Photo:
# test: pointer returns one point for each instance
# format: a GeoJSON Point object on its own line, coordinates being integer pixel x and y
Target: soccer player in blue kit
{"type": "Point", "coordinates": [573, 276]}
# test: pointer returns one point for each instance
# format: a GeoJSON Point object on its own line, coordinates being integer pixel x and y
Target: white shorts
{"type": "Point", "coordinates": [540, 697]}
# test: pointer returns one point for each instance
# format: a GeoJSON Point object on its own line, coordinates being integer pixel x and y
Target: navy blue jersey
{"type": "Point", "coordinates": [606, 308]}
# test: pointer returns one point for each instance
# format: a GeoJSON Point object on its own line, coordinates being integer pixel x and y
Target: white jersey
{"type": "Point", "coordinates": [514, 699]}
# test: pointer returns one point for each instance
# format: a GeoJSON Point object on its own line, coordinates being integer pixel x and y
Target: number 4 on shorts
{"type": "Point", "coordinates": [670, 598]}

- [Task goal]: Every record above is to be written out exactly.

- [Result]:
Photo:
# test: pointer returns one point for each instance
# format: a GeoJSON Point object on its own line, coordinates being integer pixel x and y
Target: soccer player in blue kit
{"type": "Point", "coordinates": [573, 276]}
# test: pointer returns one point for each instance
# format: a GeoJSON Point object on its own line, coordinates being integer pixel x and y
Target: white shorts
{"type": "Point", "coordinates": [540, 697]}
# test: pointer returns one point for each instance
# format: a GeoJSON Point object on its own line, coordinates being integer pixel x and y
Target: navy blue jersey
{"type": "Point", "coordinates": [606, 308]}
# test: pointer returns one point for each instance
# format: a GeoJSON Point object on its own line, coordinates being integer pixel x and y
Target: white jersey
{"type": "Point", "coordinates": [514, 699]}
# test: pointer returns one point for each instance
# format: a GeoJSON Point object on its own line, coordinates being integer pixel x and y
Target: number 4 on shorts
{"type": "Point", "coordinates": [670, 598]}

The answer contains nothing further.